Extract to read:
╔══
For the statistical analysis of studies of diagnostic performance the methods suggested by Midgette and colleagues were applied (see Figure 3.1 of the assessment report). They first advocate plotting the true positive rate (sensitivity) versus the false positive rate (1 - specificity) and calculating the Spearman's rank correlation coefficient. If a large positive correlation is noted then this is an indication that calculation of a summary receiver operating characteristic (ROC) curve is desirable. In the absence of a positive correlation, heterogeneity between true and false positive rates is tested using a chi-squared test (or an extension of Fisher's exact test if the numbers are too small). If the data are homogenous it is reasonable to conduct meta-analyses of sensitivities and specificities. Conversely, when data are heterogeneous and not positively correlated a statistical summary is not recommended.
Summary ROC curves for SPECT versus CA and stress ECG versus CA were considered when a positive correlation between the true and false positive rates was found and when a sufficient number of studies was available for each comparison. A ROC curve for a test with high discriminatory power should yield a "path" close to the top-left corner of the plot, indicating that it provides a high true positive rate and a low false positive rate. It is commonly used to describe how different test cut-off points affect the trade-off between sensitivity and specificity.
If appropriate, it was planned to calculate pooled estimates of sensitivity and specificity and their confidence intervals for both SPECT and stress ECG for each comparison. These are averages of the sensitivities and specificities weighted by the inverse of the variance of each study. Studies for which 2x2 table information could not be obtained could not be included in this analysis.
In addition, meta-analyses of positive and negative likelihood ratios were conducted where appropriate. Likelihood ratios express the probability that a certain test result is expected in a patient with the target disorder, as opposed to one without the disorder. For instance, a likelihood ratio of 10 means that a positive test result is 10 times as likely to occur in patients having the disease under investigation (i.e. coronary artery disease [CAD]) than in healthy subjects. A likelihood ratio of one means that the test result does not provide diagnostic information and does not change the probability of the target condition. Likelihood ratios below one indicate a decrease in the probability of the target condition (the smaller the likelihood ratio, the greater the decrease). As likelihood ratios are identical in construction to risk ratios, meta-analyses of positive and negative likelihood ratios were conducted using a random effects model and treated as meta-analyses of risk ratios.
╚══
Listed records:
╔══
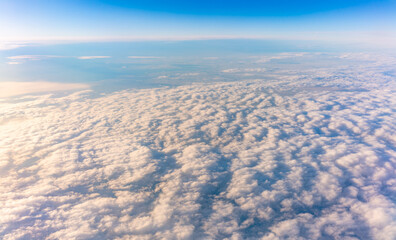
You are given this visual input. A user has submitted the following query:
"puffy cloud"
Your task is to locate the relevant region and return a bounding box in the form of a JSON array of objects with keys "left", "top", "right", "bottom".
[{"left": 0, "top": 53, "right": 396, "bottom": 239}]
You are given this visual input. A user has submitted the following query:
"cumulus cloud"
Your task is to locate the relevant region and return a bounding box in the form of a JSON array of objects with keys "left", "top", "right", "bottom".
[
  {"left": 77, "top": 56, "right": 111, "bottom": 60},
  {"left": 0, "top": 53, "right": 396, "bottom": 239},
  {"left": 0, "top": 82, "right": 90, "bottom": 98}
]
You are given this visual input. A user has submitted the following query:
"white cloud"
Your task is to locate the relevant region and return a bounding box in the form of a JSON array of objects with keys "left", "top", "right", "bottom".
[
  {"left": 77, "top": 56, "right": 111, "bottom": 60},
  {"left": 7, "top": 55, "right": 61, "bottom": 64},
  {"left": 0, "top": 53, "right": 396, "bottom": 239},
  {"left": 0, "top": 82, "right": 89, "bottom": 98},
  {"left": 128, "top": 56, "right": 162, "bottom": 59}
]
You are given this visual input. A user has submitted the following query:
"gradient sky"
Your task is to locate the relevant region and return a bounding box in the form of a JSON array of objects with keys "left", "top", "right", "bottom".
[{"left": 0, "top": 0, "right": 396, "bottom": 44}]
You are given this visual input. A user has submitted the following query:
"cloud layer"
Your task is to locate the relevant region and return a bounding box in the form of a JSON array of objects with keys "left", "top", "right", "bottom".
[
  {"left": 0, "top": 82, "right": 90, "bottom": 98},
  {"left": 0, "top": 53, "right": 396, "bottom": 240}
]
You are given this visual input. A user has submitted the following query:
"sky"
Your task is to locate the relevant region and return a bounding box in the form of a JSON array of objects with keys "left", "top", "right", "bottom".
[{"left": 0, "top": 0, "right": 396, "bottom": 45}]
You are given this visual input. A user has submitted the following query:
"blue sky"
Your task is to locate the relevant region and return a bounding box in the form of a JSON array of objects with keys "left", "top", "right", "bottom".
[{"left": 0, "top": 0, "right": 396, "bottom": 44}]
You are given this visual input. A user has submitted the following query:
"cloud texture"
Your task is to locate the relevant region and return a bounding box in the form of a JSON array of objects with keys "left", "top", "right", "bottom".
[{"left": 0, "top": 53, "right": 396, "bottom": 240}]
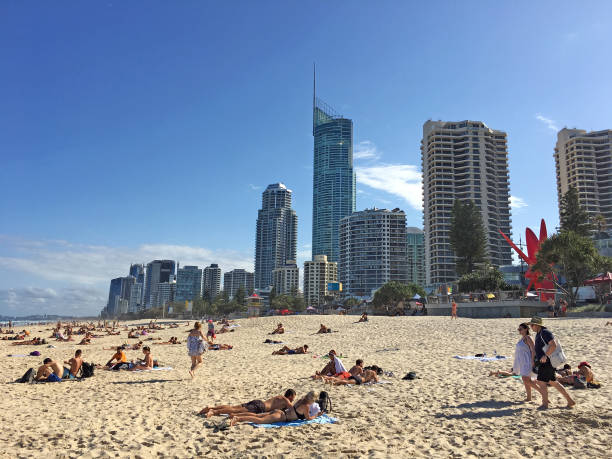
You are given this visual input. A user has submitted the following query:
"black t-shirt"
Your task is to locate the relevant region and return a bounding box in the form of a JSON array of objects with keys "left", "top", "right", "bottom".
[{"left": 535, "top": 328, "right": 554, "bottom": 362}]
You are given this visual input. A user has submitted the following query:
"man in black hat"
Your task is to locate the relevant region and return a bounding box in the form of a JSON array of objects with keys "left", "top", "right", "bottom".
[{"left": 529, "top": 317, "right": 576, "bottom": 410}]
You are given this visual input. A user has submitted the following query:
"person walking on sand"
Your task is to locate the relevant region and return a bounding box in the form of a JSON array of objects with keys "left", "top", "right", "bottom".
[
  {"left": 187, "top": 321, "right": 206, "bottom": 378},
  {"left": 529, "top": 317, "right": 576, "bottom": 410}
]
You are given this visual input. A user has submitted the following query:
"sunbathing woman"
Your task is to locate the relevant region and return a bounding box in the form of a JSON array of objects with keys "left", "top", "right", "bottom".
[
  {"left": 272, "top": 344, "right": 308, "bottom": 355},
  {"left": 230, "top": 391, "right": 322, "bottom": 426}
]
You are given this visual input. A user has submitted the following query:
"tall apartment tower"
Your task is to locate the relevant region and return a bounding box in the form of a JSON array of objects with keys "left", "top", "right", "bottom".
[
  {"left": 255, "top": 183, "right": 297, "bottom": 289},
  {"left": 174, "top": 266, "right": 202, "bottom": 303},
  {"left": 272, "top": 260, "right": 300, "bottom": 295},
  {"left": 555, "top": 128, "right": 612, "bottom": 229},
  {"left": 421, "top": 121, "right": 512, "bottom": 284},
  {"left": 406, "top": 226, "right": 425, "bottom": 286},
  {"left": 304, "top": 255, "right": 338, "bottom": 306},
  {"left": 312, "top": 75, "right": 355, "bottom": 262},
  {"left": 144, "top": 260, "right": 176, "bottom": 309},
  {"left": 223, "top": 269, "right": 255, "bottom": 298},
  {"left": 338, "top": 208, "right": 408, "bottom": 296},
  {"left": 202, "top": 263, "right": 221, "bottom": 301}
]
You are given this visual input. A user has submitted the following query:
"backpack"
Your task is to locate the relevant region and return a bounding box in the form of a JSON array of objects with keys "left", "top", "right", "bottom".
[
  {"left": 15, "top": 368, "right": 36, "bottom": 383},
  {"left": 317, "top": 390, "right": 332, "bottom": 413},
  {"left": 81, "top": 362, "right": 95, "bottom": 378}
]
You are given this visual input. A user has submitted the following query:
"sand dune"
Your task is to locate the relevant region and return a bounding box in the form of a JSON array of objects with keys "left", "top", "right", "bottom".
[{"left": 0, "top": 316, "right": 612, "bottom": 457}]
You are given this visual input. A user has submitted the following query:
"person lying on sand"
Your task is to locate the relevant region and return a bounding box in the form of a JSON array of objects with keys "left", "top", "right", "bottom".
[
  {"left": 34, "top": 358, "right": 63, "bottom": 381},
  {"left": 198, "top": 389, "right": 295, "bottom": 418},
  {"left": 230, "top": 391, "right": 322, "bottom": 426},
  {"left": 62, "top": 349, "right": 83, "bottom": 379},
  {"left": 129, "top": 346, "right": 153, "bottom": 371},
  {"left": 272, "top": 344, "right": 308, "bottom": 355}
]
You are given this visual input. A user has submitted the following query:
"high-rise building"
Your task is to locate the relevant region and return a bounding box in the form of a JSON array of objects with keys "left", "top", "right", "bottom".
[
  {"left": 555, "top": 128, "right": 612, "bottom": 230},
  {"left": 255, "top": 183, "right": 297, "bottom": 288},
  {"left": 202, "top": 263, "right": 221, "bottom": 301},
  {"left": 304, "top": 255, "right": 338, "bottom": 306},
  {"left": 174, "top": 266, "right": 202, "bottom": 303},
  {"left": 223, "top": 269, "right": 255, "bottom": 298},
  {"left": 106, "top": 276, "right": 136, "bottom": 317},
  {"left": 312, "top": 76, "right": 355, "bottom": 262},
  {"left": 406, "top": 226, "right": 425, "bottom": 286},
  {"left": 338, "top": 208, "right": 408, "bottom": 296},
  {"left": 144, "top": 260, "right": 176, "bottom": 309},
  {"left": 421, "top": 121, "right": 512, "bottom": 284},
  {"left": 272, "top": 260, "right": 300, "bottom": 295}
]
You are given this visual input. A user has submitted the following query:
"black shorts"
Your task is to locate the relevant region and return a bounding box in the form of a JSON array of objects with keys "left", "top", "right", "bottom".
[
  {"left": 242, "top": 400, "right": 266, "bottom": 414},
  {"left": 538, "top": 361, "right": 557, "bottom": 382}
]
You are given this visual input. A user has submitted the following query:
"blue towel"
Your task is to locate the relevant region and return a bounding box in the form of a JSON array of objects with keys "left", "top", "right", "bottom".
[{"left": 251, "top": 414, "right": 338, "bottom": 429}]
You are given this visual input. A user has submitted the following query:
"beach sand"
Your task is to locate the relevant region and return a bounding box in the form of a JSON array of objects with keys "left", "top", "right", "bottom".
[{"left": 0, "top": 311, "right": 612, "bottom": 457}]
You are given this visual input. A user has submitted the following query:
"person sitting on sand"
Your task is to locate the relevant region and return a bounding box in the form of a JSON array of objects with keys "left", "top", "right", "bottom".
[
  {"left": 104, "top": 346, "right": 127, "bottom": 370},
  {"left": 34, "top": 358, "right": 63, "bottom": 382},
  {"left": 272, "top": 344, "right": 308, "bottom": 355},
  {"left": 199, "top": 389, "right": 295, "bottom": 418},
  {"left": 230, "top": 391, "right": 322, "bottom": 426},
  {"left": 129, "top": 346, "right": 153, "bottom": 371},
  {"left": 62, "top": 349, "right": 83, "bottom": 379}
]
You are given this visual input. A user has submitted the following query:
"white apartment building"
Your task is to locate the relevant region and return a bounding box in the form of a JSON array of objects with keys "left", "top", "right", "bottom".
[
  {"left": 421, "top": 121, "right": 512, "bottom": 285},
  {"left": 304, "top": 255, "right": 338, "bottom": 306},
  {"left": 555, "top": 128, "right": 612, "bottom": 229}
]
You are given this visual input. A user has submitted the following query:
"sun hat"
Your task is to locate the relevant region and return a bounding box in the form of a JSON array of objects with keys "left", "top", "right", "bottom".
[{"left": 527, "top": 317, "right": 544, "bottom": 327}]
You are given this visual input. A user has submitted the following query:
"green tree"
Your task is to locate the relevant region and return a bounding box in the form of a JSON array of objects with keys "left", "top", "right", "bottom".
[
  {"left": 449, "top": 199, "right": 487, "bottom": 276},
  {"left": 559, "top": 187, "right": 595, "bottom": 236},
  {"left": 372, "top": 281, "right": 426, "bottom": 312},
  {"left": 532, "top": 230, "right": 612, "bottom": 306}
]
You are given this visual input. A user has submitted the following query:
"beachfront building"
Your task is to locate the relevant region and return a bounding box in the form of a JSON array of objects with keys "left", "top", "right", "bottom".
[
  {"left": 312, "top": 83, "right": 355, "bottom": 262},
  {"left": 144, "top": 260, "right": 176, "bottom": 309},
  {"left": 272, "top": 260, "right": 300, "bottom": 295},
  {"left": 554, "top": 128, "right": 612, "bottom": 230},
  {"left": 106, "top": 276, "right": 136, "bottom": 317},
  {"left": 174, "top": 266, "right": 202, "bottom": 303},
  {"left": 202, "top": 263, "right": 221, "bottom": 301},
  {"left": 338, "top": 208, "right": 408, "bottom": 297},
  {"left": 255, "top": 183, "right": 297, "bottom": 288},
  {"left": 304, "top": 255, "right": 339, "bottom": 306},
  {"left": 421, "top": 121, "right": 512, "bottom": 285},
  {"left": 223, "top": 269, "right": 255, "bottom": 298},
  {"left": 406, "top": 226, "right": 425, "bottom": 286}
]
╚══
Task:
According to the statistical methods passage, which test checks for heterogeneity between true and false positive rates when no positive correlation is found? The data are material separate from the statistical methods passage.

Worked solution:
A chi-squared test, or an extension of Fisher's exact test if the numbers are too small.